== Records shown

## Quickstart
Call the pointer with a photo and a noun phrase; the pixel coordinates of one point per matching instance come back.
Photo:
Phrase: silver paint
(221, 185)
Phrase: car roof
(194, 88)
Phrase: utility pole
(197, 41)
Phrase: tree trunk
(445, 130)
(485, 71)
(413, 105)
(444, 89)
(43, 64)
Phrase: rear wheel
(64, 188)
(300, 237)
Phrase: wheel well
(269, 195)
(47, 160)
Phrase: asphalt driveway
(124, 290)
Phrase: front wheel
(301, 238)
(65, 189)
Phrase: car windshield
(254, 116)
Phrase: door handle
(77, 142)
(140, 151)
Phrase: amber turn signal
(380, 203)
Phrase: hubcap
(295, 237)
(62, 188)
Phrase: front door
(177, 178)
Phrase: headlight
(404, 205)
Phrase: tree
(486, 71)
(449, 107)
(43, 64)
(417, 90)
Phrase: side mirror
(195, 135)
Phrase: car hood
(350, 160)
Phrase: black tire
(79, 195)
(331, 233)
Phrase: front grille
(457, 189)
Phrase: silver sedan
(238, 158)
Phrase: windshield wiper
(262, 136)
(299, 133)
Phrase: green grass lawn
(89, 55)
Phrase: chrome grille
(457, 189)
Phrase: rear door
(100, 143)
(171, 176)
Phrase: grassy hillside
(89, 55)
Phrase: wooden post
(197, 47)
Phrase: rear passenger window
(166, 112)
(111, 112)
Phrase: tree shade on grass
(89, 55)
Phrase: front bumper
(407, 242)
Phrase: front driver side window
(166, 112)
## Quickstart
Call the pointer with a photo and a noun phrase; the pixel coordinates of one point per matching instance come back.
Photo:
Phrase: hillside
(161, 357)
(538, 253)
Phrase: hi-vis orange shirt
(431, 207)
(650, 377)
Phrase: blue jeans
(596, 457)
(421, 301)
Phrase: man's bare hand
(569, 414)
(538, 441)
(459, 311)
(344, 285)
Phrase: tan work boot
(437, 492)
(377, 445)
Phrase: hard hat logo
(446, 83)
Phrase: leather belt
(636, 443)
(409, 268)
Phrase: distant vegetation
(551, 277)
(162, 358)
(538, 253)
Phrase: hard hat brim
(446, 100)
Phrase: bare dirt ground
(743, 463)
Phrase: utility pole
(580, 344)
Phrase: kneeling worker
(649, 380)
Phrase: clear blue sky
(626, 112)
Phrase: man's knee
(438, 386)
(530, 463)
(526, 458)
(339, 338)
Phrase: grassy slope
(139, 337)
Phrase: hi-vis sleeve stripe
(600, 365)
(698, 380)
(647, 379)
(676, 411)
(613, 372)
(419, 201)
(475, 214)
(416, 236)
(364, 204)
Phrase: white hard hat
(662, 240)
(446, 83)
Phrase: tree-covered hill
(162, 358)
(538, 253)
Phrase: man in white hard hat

====

Could you repeat the data above with every "pointer" changed to "locator", leaving everything else unchanged?

## Quickstart
Call the locator with a photo and a noun phrase; the pixel coordinates of one point per matching instance come back.
Photo:
Phrase: silver paint
(221, 185)
Phrase: car roof
(194, 88)
Phrase: utility pole
(197, 41)
Phrase: tree trunk
(445, 130)
(485, 71)
(413, 105)
(444, 89)
(43, 64)
Phrase: rear wheel
(64, 188)
(300, 237)
Phrase: wheel well
(269, 195)
(47, 160)
Phrase: asphalt driveway
(124, 290)
Phrase: front wheel
(301, 238)
(65, 189)
Phrase: car windshield
(254, 116)
Phrase: door handle
(77, 142)
(140, 151)
Phrase: amber turn signal
(380, 203)
Phrase: hubcap
(295, 237)
(62, 188)
Phrase: front door
(177, 178)
Phrase: headlight
(404, 205)
Phrase: tree
(486, 71)
(449, 107)
(43, 64)
(417, 90)
Phrase: side mirror
(195, 135)
Phrase: car hood
(350, 160)
Phrase: black tire
(79, 195)
(331, 233)
Phrase: front grille
(457, 189)
Phrase: silver sedan
(238, 158)
Phrase: windshield wiper
(262, 136)
(299, 133)
Phrase: green grass lawn
(89, 55)
Phrase: chrome grille
(457, 189)
Phrase: rear door
(100, 143)
(171, 176)
Phrase: grassy hillside
(89, 55)
Phrase: wooden post
(197, 47)
Phrase: rear passenger window
(166, 112)
(111, 112)
Phrase: tree shade on grass
(89, 55)
Phrase: front bumper
(407, 242)
Phrase: front driver side window
(166, 112)
## Quickstart
Call the locator with a photo and a noun phrase; the pixel coordinates of one point per matching instance come back.
Photo:
Phrase: hillside
(161, 357)
(538, 253)
Phrase: hi-vis orange shirt
(431, 207)
(650, 377)
Phrase: blue jeans
(596, 457)
(421, 301)
Phrase: man's bare hand
(569, 414)
(538, 441)
(459, 311)
(344, 285)
Phrase: tan work boot
(437, 492)
(377, 445)
Phrase: hard hat logo
(446, 83)
Phrase: leather belt
(636, 443)
(409, 268)
Phrase: distant vegetation
(551, 277)
(162, 358)
(538, 253)
Phrase: hard hat brim
(446, 100)
Phrase: bare dirt ground
(743, 463)
Phrase: utility pole
(580, 344)
Phrase: kneeling worker
(649, 380)
Phrase: clear blue sky
(626, 112)
Phrase: man's knee
(438, 386)
(530, 463)
(526, 458)
(339, 338)
Phrase: grassy slope
(139, 337)
Phrase: hi-vis sleeve stripe
(600, 365)
(698, 380)
(647, 379)
(676, 411)
(613, 372)
(419, 201)
(475, 214)
(416, 236)
(364, 204)
Phrase: white hard hat
(662, 240)
(446, 83)
Phrase: tree-covered hill
(162, 358)
(538, 253)
Phrase: man in white hard hat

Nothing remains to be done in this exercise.